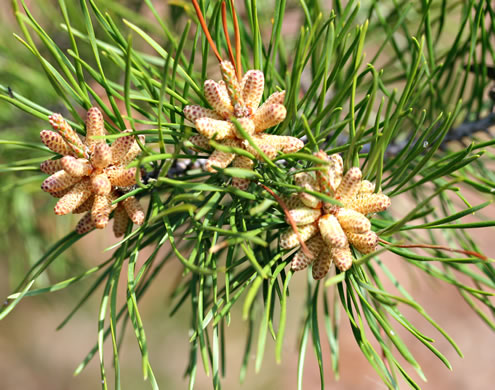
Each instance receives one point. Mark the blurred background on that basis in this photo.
(34, 355)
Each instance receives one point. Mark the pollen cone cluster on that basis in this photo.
(231, 98)
(91, 174)
(326, 229)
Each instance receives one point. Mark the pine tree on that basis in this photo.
(376, 147)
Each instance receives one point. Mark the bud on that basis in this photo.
(58, 181)
(364, 243)
(101, 211)
(349, 186)
(218, 98)
(74, 198)
(288, 239)
(332, 232)
(55, 142)
(268, 115)
(252, 85)
(76, 167)
(121, 177)
(353, 221)
(70, 136)
(120, 221)
(322, 264)
(214, 128)
(342, 257)
(304, 215)
(221, 159)
(371, 203)
(85, 224)
(51, 166)
(193, 112)
(308, 182)
(301, 260)
(95, 126)
(102, 156)
(134, 210)
(245, 163)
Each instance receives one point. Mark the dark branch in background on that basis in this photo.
(457, 134)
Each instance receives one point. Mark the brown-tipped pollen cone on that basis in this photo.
(230, 98)
(329, 230)
(90, 174)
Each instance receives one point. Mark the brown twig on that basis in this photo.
(237, 42)
(291, 221)
(439, 247)
(205, 30)
(226, 32)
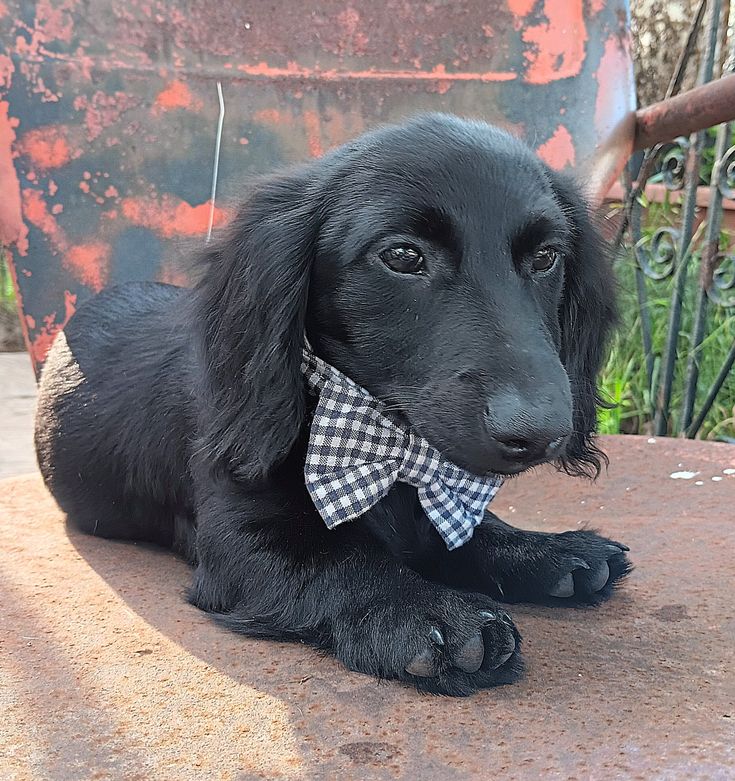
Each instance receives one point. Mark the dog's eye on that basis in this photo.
(403, 259)
(544, 259)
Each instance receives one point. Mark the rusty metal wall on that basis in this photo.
(108, 110)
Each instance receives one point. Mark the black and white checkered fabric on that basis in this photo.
(356, 453)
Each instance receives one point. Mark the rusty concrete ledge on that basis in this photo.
(108, 673)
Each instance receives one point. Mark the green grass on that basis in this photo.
(624, 381)
(7, 294)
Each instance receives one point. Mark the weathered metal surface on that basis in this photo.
(704, 106)
(109, 674)
(108, 110)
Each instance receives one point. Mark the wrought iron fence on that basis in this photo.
(696, 260)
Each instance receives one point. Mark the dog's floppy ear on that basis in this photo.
(587, 316)
(250, 309)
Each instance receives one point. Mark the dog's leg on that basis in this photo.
(513, 565)
(269, 570)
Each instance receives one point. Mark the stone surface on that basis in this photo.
(108, 673)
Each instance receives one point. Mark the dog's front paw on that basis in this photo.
(575, 567)
(442, 641)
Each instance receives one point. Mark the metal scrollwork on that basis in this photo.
(721, 290)
(726, 173)
(656, 255)
(672, 165)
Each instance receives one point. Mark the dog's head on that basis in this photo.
(439, 264)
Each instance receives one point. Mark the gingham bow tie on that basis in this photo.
(356, 453)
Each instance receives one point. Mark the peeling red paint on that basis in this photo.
(596, 6)
(615, 71)
(6, 71)
(353, 40)
(46, 147)
(176, 95)
(558, 45)
(439, 72)
(41, 343)
(170, 216)
(12, 229)
(103, 110)
(520, 8)
(54, 20)
(558, 151)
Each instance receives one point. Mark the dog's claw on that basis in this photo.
(436, 636)
(564, 588)
(576, 563)
(509, 649)
(471, 654)
(423, 665)
(599, 577)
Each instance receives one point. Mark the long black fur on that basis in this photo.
(180, 416)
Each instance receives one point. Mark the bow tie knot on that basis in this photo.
(356, 453)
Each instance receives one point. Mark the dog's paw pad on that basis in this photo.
(425, 664)
(470, 655)
(491, 645)
(581, 577)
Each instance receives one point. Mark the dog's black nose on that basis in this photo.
(539, 448)
(530, 432)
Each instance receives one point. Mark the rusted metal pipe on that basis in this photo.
(696, 109)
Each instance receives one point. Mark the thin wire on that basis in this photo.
(215, 171)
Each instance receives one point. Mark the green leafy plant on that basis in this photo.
(624, 379)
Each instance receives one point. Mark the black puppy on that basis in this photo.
(441, 266)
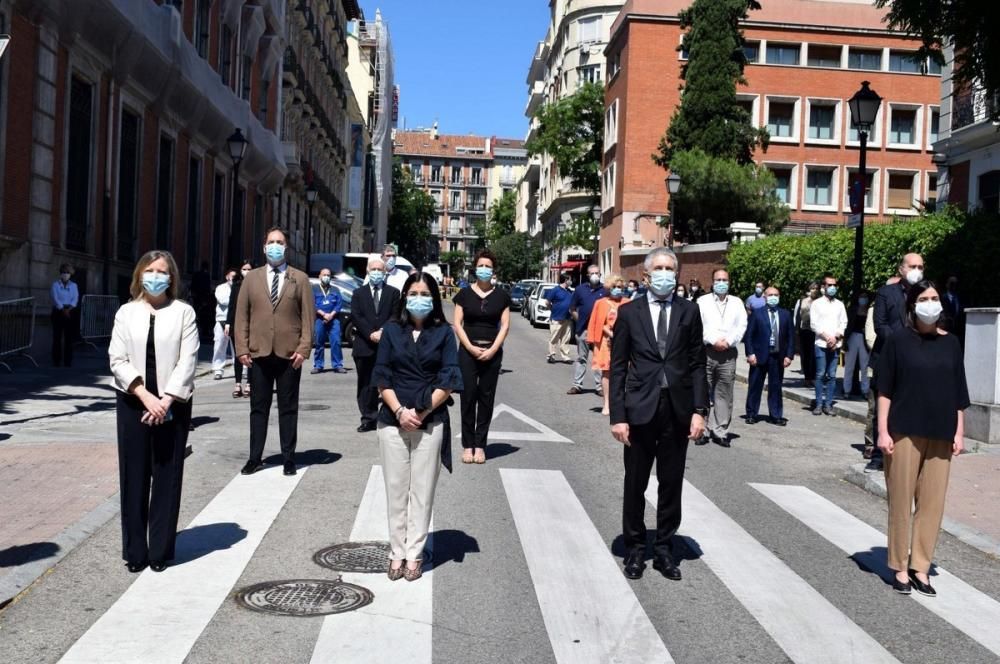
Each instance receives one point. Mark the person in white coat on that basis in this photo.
(153, 354)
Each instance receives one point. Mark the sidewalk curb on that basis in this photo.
(874, 483)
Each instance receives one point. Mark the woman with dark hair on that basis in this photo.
(922, 397)
(242, 388)
(416, 371)
(153, 353)
(482, 320)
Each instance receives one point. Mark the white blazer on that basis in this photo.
(176, 337)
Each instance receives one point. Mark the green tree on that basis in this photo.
(963, 24)
(411, 216)
(571, 131)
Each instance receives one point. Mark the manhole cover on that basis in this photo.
(304, 597)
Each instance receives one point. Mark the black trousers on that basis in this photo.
(479, 380)
(266, 374)
(663, 441)
(151, 471)
(367, 393)
(63, 335)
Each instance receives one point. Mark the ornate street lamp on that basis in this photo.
(864, 107)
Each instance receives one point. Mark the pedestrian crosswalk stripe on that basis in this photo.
(160, 616)
(396, 626)
(800, 620)
(597, 619)
(966, 608)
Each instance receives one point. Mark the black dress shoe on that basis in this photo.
(920, 586)
(251, 467)
(634, 566)
(667, 567)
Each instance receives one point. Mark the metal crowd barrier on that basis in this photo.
(97, 317)
(17, 329)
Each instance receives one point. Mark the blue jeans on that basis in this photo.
(826, 375)
(328, 332)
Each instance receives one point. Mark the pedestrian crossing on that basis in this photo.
(591, 613)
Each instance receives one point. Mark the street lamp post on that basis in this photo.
(237, 145)
(673, 186)
(864, 109)
(311, 194)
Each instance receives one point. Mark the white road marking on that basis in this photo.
(968, 609)
(800, 620)
(160, 616)
(596, 618)
(396, 627)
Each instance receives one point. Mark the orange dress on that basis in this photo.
(605, 313)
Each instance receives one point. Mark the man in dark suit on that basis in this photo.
(770, 348)
(372, 305)
(659, 400)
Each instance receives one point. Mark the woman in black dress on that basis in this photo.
(482, 320)
(922, 397)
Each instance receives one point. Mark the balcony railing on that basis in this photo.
(973, 106)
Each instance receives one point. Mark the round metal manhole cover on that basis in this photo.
(364, 557)
(304, 597)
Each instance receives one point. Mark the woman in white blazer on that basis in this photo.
(153, 351)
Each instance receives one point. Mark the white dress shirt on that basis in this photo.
(827, 316)
(724, 319)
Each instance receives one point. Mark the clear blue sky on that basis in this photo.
(463, 62)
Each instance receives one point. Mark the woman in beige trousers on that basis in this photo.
(921, 425)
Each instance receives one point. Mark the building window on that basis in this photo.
(900, 191)
(202, 22)
(902, 61)
(819, 187)
(824, 55)
(78, 163)
(164, 193)
(128, 184)
(193, 214)
(783, 54)
(859, 58)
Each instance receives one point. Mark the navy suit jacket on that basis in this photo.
(757, 340)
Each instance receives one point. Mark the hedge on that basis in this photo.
(951, 241)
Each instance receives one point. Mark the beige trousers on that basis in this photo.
(916, 474)
(559, 333)
(411, 462)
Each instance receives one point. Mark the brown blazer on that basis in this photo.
(282, 330)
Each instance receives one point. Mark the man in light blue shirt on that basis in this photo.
(65, 300)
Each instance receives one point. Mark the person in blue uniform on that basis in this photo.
(328, 304)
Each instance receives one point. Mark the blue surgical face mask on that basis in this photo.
(662, 282)
(155, 283)
(419, 306)
(275, 252)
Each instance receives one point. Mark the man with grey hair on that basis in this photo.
(658, 354)
(372, 305)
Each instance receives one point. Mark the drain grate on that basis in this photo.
(304, 597)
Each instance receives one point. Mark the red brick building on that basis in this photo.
(807, 58)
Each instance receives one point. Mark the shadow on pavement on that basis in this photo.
(200, 541)
(26, 553)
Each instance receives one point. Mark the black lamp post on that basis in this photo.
(311, 194)
(864, 109)
(673, 186)
(237, 145)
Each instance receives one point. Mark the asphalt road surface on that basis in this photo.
(782, 560)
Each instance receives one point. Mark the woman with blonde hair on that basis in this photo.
(153, 353)
(600, 331)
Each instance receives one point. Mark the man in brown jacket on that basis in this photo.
(273, 337)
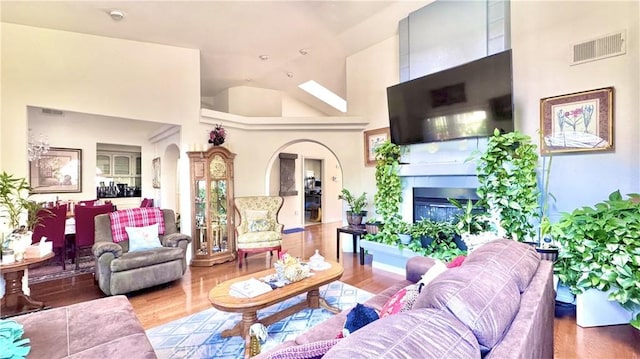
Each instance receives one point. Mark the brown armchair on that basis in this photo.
(258, 230)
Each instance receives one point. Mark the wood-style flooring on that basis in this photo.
(163, 304)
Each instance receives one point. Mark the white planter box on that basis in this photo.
(594, 309)
(389, 258)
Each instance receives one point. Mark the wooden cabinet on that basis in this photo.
(213, 230)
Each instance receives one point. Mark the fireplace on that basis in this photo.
(433, 202)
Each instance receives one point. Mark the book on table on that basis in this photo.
(249, 288)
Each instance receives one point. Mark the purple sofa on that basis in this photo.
(498, 304)
(100, 328)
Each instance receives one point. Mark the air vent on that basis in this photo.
(52, 112)
(600, 48)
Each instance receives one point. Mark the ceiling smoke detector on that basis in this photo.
(117, 15)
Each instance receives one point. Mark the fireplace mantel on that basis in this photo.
(438, 169)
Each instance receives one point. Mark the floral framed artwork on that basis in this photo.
(577, 122)
(57, 171)
(156, 173)
(372, 139)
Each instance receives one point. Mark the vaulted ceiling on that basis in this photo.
(232, 35)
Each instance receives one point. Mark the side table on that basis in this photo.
(356, 233)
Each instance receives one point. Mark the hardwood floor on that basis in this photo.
(163, 304)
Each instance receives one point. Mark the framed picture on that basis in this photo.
(577, 122)
(156, 172)
(372, 139)
(57, 171)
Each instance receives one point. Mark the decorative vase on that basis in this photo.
(354, 219)
(280, 271)
(404, 238)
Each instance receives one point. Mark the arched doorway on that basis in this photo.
(327, 183)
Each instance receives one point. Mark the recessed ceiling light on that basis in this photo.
(325, 95)
(117, 15)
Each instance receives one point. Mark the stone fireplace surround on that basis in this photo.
(435, 182)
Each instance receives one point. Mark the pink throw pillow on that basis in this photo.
(401, 301)
(456, 262)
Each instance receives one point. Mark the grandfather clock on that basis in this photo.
(213, 229)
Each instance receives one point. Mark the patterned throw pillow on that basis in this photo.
(143, 238)
(402, 301)
(304, 351)
(358, 317)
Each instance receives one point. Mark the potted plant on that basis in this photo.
(476, 225)
(599, 249)
(14, 203)
(356, 206)
(373, 225)
(428, 231)
(389, 192)
(508, 183)
(404, 232)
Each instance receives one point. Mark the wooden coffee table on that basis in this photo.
(222, 300)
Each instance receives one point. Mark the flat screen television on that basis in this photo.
(466, 101)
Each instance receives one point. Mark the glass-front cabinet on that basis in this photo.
(213, 229)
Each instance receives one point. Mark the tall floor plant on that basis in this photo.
(508, 183)
(389, 191)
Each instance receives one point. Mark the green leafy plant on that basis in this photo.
(471, 219)
(599, 247)
(356, 204)
(404, 228)
(508, 183)
(442, 235)
(389, 192)
(14, 193)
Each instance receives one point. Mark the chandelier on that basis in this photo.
(35, 149)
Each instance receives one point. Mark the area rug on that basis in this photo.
(198, 336)
(53, 270)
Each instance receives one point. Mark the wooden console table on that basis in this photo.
(15, 301)
(356, 233)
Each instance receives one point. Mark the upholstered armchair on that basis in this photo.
(142, 258)
(258, 229)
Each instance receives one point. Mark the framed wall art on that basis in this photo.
(156, 173)
(57, 171)
(372, 139)
(577, 122)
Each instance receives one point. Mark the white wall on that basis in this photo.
(93, 75)
(542, 37)
(369, 73)
(84, 131)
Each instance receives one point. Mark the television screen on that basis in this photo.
(470, 100)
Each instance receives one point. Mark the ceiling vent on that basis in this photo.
(52, 112)
(600, 48)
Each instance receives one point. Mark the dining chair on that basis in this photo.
(85, 227)
(51, 223)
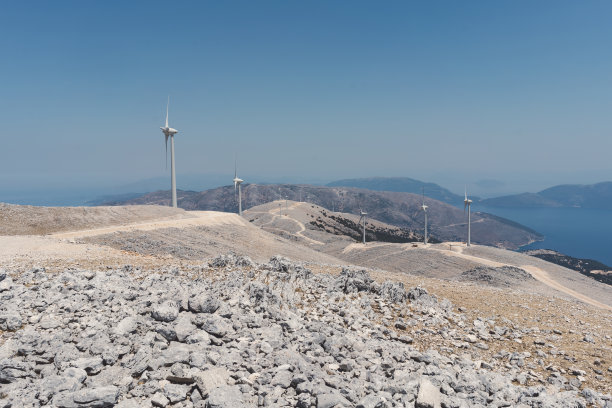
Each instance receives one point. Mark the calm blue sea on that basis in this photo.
(578, 232)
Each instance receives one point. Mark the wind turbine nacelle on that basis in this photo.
(168, 131)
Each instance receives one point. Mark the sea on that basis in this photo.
(577, 232)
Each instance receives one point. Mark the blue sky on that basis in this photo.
(444, 91)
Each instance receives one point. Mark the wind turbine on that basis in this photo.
(362, 215)
(237, 183)
(424, 207)
(468, 203)
(169, 133)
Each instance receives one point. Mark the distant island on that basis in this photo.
(594, 196)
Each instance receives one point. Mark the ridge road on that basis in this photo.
(536, 272)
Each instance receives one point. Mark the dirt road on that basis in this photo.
(536, 272)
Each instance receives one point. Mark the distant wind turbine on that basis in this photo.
(362, 215)
(468, 203)
(424, 207)
(237, 183)
(169, 133)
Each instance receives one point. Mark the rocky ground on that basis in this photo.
(232, 333)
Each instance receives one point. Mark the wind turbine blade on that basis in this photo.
(166, 152)
(167, 107)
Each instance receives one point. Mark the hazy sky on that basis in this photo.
(445, 91)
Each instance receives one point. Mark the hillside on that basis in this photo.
(316, 228)
(596, 196)
(446, 222)
(146, 309)
(401, 185)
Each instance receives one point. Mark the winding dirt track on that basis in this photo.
(200, 218)
(536, 272)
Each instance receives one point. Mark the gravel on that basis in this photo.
(246, 335)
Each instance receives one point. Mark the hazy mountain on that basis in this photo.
(402, 185)
(446, 222)
(568, 195)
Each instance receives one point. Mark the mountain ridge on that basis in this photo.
(446, 222)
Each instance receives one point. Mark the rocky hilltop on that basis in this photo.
(237, 334)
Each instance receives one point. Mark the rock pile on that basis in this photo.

What to work on » All lines from the one that contains "Each instance receives one point. Mark the wind turbine on" through the end of the material are to be quoted exactly, with both ends included.

Written answer »
Each instance receives one point. Mark the wind turbine on that basis in this photo.
(362, 215)
(237, 183)
(424, 207)
(468, 203)
(169, 133)
Each instance receives one point. Mark the distant island on that basis in this photo.
(594, 196)
Each instance receives one point. Mark the ridge road on that basis in this photo.
(536, 272)
Each instance receives one point. Mark the dirt road on that basis in this photo.
(536, 272)
Each instance receives one point. Mark the distant wind turbine on that basis in this photo.
(362, 215)
(468, 203)
(424, 207)
(237, 183)
(169, 133)
Each instance receives one point. Mark the rocky ground on that basis in this photo.
(232, 333)
Each instance receives one point. Mark the wind turbine blade on that basis in this photo.
(166, 152)
(167, 107)
Each instance receives one point. Mark the hazy sky on that basis in this photo.
(445, 91)
Each instance receives one point. Mark the hillside on that basis in this photo.
(316, 228)
(596, 196)
(446, 222)
(146, 309)
(401, 185)
Each instance receives one point. Mark the winding dirt track on that basis in this photo.
(200, 218)
(536, 272)
Each instance receives one point. Mark the gravel on that basis in this photo.
(246, 335)
Each instance receives one point. Mark the hazy mountain on that basis in this photo.
(402, 185)
(446, 222)
(568, 195)
Each instance receives one point. Mark the mountain ridge on that basis in this photo.
(446, 222)
Each instance receives one point. Mark the rocky hilltop on that basis in this photo.
(237, 334)
Each instance receives one point. Mark the rock pile on that basis in this photo.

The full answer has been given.